WHAT TO PRODUCE: From first line to last, print the records exactly, but leave out the pictures.

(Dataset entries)
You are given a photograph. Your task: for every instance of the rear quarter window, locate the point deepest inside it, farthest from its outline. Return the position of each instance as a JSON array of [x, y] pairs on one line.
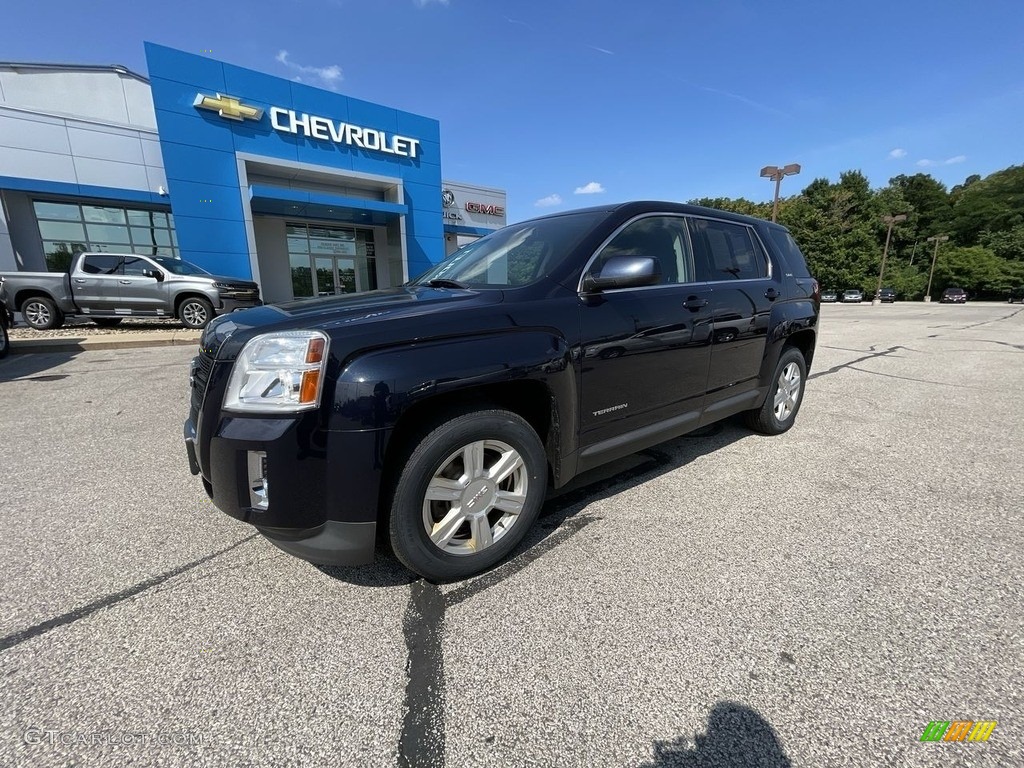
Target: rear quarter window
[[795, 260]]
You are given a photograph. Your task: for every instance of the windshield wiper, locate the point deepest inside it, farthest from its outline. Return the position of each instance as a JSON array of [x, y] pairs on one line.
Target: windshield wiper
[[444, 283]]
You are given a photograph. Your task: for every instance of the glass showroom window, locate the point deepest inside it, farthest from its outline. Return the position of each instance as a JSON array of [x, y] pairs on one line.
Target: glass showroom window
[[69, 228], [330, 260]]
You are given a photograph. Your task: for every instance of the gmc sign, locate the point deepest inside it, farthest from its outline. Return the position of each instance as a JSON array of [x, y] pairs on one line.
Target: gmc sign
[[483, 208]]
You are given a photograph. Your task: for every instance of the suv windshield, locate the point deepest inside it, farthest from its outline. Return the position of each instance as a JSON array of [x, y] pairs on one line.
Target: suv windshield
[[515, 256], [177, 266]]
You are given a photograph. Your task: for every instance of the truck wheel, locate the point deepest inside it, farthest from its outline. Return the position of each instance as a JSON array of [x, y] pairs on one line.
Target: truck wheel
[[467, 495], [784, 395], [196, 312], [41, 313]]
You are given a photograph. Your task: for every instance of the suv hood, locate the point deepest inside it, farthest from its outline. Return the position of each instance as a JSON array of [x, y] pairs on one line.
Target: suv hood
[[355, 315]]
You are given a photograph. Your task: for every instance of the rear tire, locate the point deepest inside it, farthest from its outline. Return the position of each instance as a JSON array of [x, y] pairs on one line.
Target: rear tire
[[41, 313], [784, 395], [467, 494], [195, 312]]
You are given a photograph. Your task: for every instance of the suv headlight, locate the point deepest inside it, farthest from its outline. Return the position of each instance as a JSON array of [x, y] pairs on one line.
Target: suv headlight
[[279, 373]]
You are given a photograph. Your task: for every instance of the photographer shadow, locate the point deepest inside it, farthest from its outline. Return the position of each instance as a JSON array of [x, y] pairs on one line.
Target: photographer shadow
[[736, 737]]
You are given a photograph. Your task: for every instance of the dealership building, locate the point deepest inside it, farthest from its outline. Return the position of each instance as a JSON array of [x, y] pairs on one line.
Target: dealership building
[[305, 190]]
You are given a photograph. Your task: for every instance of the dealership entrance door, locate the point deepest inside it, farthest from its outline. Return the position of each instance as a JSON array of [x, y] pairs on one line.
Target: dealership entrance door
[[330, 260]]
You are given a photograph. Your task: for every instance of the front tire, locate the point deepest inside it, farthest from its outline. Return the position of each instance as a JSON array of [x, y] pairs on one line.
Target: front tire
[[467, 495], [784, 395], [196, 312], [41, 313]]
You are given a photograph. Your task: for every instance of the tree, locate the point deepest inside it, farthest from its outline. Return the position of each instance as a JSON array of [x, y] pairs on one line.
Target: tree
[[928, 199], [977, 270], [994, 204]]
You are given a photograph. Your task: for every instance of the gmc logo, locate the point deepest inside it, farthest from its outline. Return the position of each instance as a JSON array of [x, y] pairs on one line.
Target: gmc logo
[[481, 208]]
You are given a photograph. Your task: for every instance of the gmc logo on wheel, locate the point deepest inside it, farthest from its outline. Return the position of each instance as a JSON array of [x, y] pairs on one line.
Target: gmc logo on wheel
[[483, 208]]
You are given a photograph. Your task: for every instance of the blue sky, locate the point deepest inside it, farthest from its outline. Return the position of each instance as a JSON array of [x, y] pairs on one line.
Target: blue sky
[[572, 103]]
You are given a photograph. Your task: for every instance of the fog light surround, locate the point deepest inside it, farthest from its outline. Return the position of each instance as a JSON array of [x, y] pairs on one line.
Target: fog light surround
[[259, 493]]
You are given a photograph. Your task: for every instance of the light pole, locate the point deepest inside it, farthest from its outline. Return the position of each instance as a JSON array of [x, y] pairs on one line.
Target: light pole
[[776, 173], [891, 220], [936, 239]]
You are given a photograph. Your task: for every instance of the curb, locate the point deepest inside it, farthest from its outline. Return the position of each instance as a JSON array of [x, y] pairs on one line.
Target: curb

SOLUTION TO THE PROBLEM:
You are given a photograph. Your task: for every instance of the rear quarter window, locate the point deepest inside it, farthest from its outline. Return the position of each instance as a JSON array of [x, y] pairs on one line.
Target: rear quarter window
[[795, 260]]
You are given a photograph. Your task: for every instance of the windshield wiper, locate the point deepest inside it, farthest from its outline. Return the position of each instance as a JSON array of [x, y] pairs on one line.
Target: windshield wiper
[[444, 283]]
You are given a photograph. Your task: for every instance of the glass showroom window, locate the point deepest inside it, farthest from its outline. Return the position of each instance as a JSON array of [x, y] pairs on one line.
Target: glass showroom window
[[69, 228], [330, 260]]
You are given a photograph. Your task: for every instance of the gmc sign, locate the point deepest inside it, farthest from its outline. Return the position of each instance as a JSON array of [x, y] pairs on one line.
Target: gmc sign
[[483, 208]]
You are given a photograph. Your task: for every instance of the suv windshield, locate the point deepest inside it, farthest from its outline. Return the position of each instance as a JSON array of [x, y] pairs on one line.
Target: suv windshield
[[515, 256], [177, 266]]
You are given a photograph. Your task: for every instance of the truck wheel, locate the point deepest inside it, farthest from its outline. Return the position of each instance as a JSON array of [x, y] pairs on one line.
Target: truck wheel
[[467, 495], [784, 395], [196, 312], [41, 313]]
You are given a photograph. Your task: for every instance of the suv hood, locate the point deepest inside it, farthest from its outline. Return the position of each instance as a JSON array of [x, y] pairs on one line.
Target: suv hood
[[355, 315]]
You are given a photograph. Your task: for every instance of the rear tire, locate the point deepest inside it, farthest from its outline. Return the position of each instance as a JSON array of [x, y] pairs on one line.
Target: rear tire
[[41, 313], [784, 395], [467, 494], [195, 312]]
You are given a photograph. Your task: for every instance of the suv headlight, locate the point deepest inside it, farthest from its outline. Return the position of each instance as a JSON array of [x, y] pairs on one line.
Target: suv headlight
[[279, 373]]
You are given a photograph. Your task: for every instance of the photographer shadow, locate the point deepest inside it, farthest from its outline. Return the position of each instance as a JSON array of [x, y] pairs on one line.
Target: photographer shadow
[[736, 737]]
You are given a photograph. Your task: for every instance of the dealership building, locate the point deepest inside it, farthest from its outline. Return the position of each instance as a JSON array of [x, y] pairs on one line.
Target: dealership building
[[305, 190]]
You are given a photograph. Your task: for every instance of the dealership entrance door, locate the point deepest inside it, farthest from its outline. Return the position of each instance as a JSON array of [x, y] pairs on one line.
Target: dealership entrance door
[[330, 260]]
You are given a photograph. Your task: for every instance of the front tire, locate the point deepest inside it, farthest from its outline. Return the position of each instance as a JSON array of [x, y] pairs on one line.
Target: front tire
[[467, 495], [784, 395], [196, 312], [41, 313]]
You are given a photograph. Your task: for every instance of the tree, locate the point deepest inside it, farthest from its outline. Return the position of each instance as a JSON array of [x, y] pairs on one line.
Target: tree
[[928, 199], [977, 270], [994, 204]]
You are given a photograph. Your task: for every instance of the gmc logo, locate the point deepest inside it, farthest from its outline. Return the position of each instance as a JSON array of [x, y] pairs on one line.
Target: gmc logo
[[481, 208]]
You are given a photograph. Your task: for every instance of the gmc logo on wheel, locate the point deepest inside it, farthest from its outline. Return the position of each instance as a JSON array of [x, y] pairs on one line.
Target: gmc logo on wheel
[[483, 208]]
You are given a photograph. Your task: for every instance of the blue sky, locate the point deepest inside it, farthest from its outline. Return the position of each instance as a JSON array of [x, y] pairs on one line.
Target: blue sky
[[572, 103]]
You are given a photograph. Your task: for every instance of the fog light surround, locate the point deepest inside it, farthest from its outline. Return the position of each instance as a JSON array of [x, y] pairs on one line.
Target: fog light surround
[[259, 493]]
You are given a photograph. Your task: for every instance of the light pole, locate the point deepest inside it, farthest from its outline. Return the position of each instance as a JSON array of [x, y] pairs on one line.
Target: light pole
[[776, 173], [891, 220], [936, 239]]
You are given a photograph. Your task: for every instance of the curb, locate the point deepest inside it, farthest from its outline. Return the position of each instance as a JSON array of [x, y] pairs on one line.
Target: curb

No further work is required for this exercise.